Given request — Please rewrite each of the items below, putting "largest circle" wherever "biggest circle" appears and leaving everything else unchanged.

Point annotation records
▬▬▬▬▬▬▬▬▬▬

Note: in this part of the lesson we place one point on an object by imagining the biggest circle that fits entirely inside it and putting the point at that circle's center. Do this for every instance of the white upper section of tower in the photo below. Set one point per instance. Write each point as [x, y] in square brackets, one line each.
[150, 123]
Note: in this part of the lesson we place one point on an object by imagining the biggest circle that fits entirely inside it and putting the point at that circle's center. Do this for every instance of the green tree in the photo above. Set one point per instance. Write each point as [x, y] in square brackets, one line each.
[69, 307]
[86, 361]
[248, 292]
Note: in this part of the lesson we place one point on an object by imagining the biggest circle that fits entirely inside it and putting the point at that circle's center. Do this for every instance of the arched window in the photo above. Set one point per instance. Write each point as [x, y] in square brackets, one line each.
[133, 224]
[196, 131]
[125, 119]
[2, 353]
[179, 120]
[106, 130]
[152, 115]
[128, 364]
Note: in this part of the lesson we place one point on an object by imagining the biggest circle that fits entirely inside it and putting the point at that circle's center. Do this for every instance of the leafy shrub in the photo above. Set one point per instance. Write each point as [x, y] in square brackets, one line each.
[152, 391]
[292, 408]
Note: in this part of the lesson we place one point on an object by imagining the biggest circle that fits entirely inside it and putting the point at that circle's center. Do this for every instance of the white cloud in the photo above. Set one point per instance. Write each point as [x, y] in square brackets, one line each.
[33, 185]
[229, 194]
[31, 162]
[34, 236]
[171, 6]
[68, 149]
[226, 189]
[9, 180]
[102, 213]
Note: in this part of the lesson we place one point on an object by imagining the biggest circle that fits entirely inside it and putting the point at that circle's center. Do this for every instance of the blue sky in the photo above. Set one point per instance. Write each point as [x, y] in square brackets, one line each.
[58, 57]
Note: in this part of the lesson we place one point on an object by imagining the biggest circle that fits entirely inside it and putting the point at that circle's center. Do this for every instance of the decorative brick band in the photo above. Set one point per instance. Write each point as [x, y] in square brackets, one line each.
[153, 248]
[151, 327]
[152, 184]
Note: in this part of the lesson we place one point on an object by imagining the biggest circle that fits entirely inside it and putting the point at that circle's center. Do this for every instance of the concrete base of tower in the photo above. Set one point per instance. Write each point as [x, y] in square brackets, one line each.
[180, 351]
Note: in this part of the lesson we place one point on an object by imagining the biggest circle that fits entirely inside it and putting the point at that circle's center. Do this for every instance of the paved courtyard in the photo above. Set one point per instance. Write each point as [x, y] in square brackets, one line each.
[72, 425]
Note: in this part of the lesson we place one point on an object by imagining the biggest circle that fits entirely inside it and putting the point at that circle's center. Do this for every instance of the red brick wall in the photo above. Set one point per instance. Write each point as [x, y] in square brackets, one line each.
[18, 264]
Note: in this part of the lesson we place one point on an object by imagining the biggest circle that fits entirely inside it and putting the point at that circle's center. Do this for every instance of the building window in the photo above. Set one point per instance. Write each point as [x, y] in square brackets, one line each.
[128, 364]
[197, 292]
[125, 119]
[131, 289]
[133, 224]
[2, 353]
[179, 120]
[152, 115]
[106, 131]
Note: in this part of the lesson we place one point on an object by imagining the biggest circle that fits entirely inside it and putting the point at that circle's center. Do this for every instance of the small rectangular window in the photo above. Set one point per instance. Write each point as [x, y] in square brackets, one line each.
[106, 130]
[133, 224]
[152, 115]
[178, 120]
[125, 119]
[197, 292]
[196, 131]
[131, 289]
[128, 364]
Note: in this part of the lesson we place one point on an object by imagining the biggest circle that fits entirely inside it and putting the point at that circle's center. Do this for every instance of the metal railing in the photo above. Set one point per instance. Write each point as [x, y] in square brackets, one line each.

▬▬▬▬▬▬▬▬▬▬

Task response —
Note: in this part of the lesson we place one point on an object by imagining the largest circle that fits entirely inside it and putting the point at that circle's center. Do this for every instance of the white upper section of tower in the photo below. Set one point per instance. Write each point as [x, y] in square brackets, one line each.
[150, 123]
Note: in this part of the lesson we place one point on an object by imagining the largest circle that fits entirely inside it and putting the point at that circle's center. Do this for every instance of the green tree in the photo above. Set one point per instance. Write each point as [x, y] in square brackets, one line each.
[69, 307]
[86, 361]
[248, 292]
Note: in this part of the lesson we place one point on an object by imagining the largest circle that fits entirely inside it and putting the point at that circle's center. Do this for every instance of the arched window in the photo above. Set one point per instance. Write each point as [x, y] in square brackets, one line each.
[133, 224]
[196, 131]
[125, 119]
[2, 353]
[179, 120]
[106, 130]
[152, 115]
[128, 364]
Note: in this part of the lesson we place one point on an object by imagining the largest circle that fits entirely inside it and putting the point at that circle's center. Do this for every instance of the leafy shrub in the photo above. Set one point per instance. Write each point as [x, y] in square brackets, one line each.
[152, 391]
[292, 408]
Note: in this part of the lesson we place one point on an object by imagining the largest circle that fits entirely inside it and putting the point at that circle's center. Do this for every instance of the white cloud in the photo above. Set one point per instance. Write each point as [x, y] in square brackets, one line each.
[33, 185]
[229, 194]
[31, 162]
[34, 236]
[171, 6]
[68, 149]
[226, 189]
[9, 180]
[102, 213]
Note: in this part of the lesson we place one point on an object by imagining the largest circle that fits entirely inside it and putting the point at that circle's center. Do this for every instance of the blue sky in the photo above. Set one point per instance. Write each point as [x, y] in square brackets, one line each.
[58, 57]
Note: in this part of the lesson we place one point on an object by imagining the largest circle that fits entirely inside it and putting the point at that circle's center. Do this for every instance of the decorative brick band in the photo above. Set one point per instance. Write each point as [x, y] in square brackets, one line each.
[153, 248]
[151, 327]
[152, 184]
Note: in this part of the lesson we place one point on an object by imagining the largest circle that fits entirely inside it and putting the point at that circle's center. Do this for every instance of the concrete base of tower in the photo above. Set one point per instance. Write each point as [x, y] in square brackets, one line each.
[180, 351]
Note: in this part of the lesson we place one point on an object by imagining the largest circle that fits entirely inside it and putting the point at that circle's center. Do this for every instance of the paved courtyard in the photo above. Set one point per instance. Write each point as [x, y] in square brackets, one line each.
[72, 425]
Note: in this part of the lesson we place one point on an object by imagining the largest circle that fits entirely inside it and putting the point at that circle's center. Do this for every instance of the red brick wall in the photo above. Set one point per instance. Write each point as [x, y] in square brackets, one line each.
[18, 264]
Note: in this part of the lesson we place one point on an object by imagining the largest circle that fits entirely inside it and putting the point at that circle's center. Do this for every instance of the building window in the photo above. Set one point per instance. Write each point as [x, y] in square brackets, one line each.
[128, 364]
[197, 292]
[125, 119]
[131, 289]
[133, 224]
[2, 353]
[179, 120]
[152, 115]
[106, 131]
Note: in this part of the lesson we place one point on an object by imagining the largest circle that fits entirely inside it and putting the point at that circle's center. Do this for every instance of the small rectangular window in the photo above. Set one point per instance. Write each point as [x, y] in square brackets, one line each.
[106, 130]
[133, 224]
[152, 115]
[178, 120]
[125, 119]
[197, 292]
[196, 131]
[131, 289]
[128, 364]
Note: in this part of the lesson we place one point on an object by imagining the largest circle that fits entirely inside it and putting the point at that circle's center. Do this for every instance of the metal railing in the photo above. Set one point per instance. Write each point as [x, y] in square brackets, one line each.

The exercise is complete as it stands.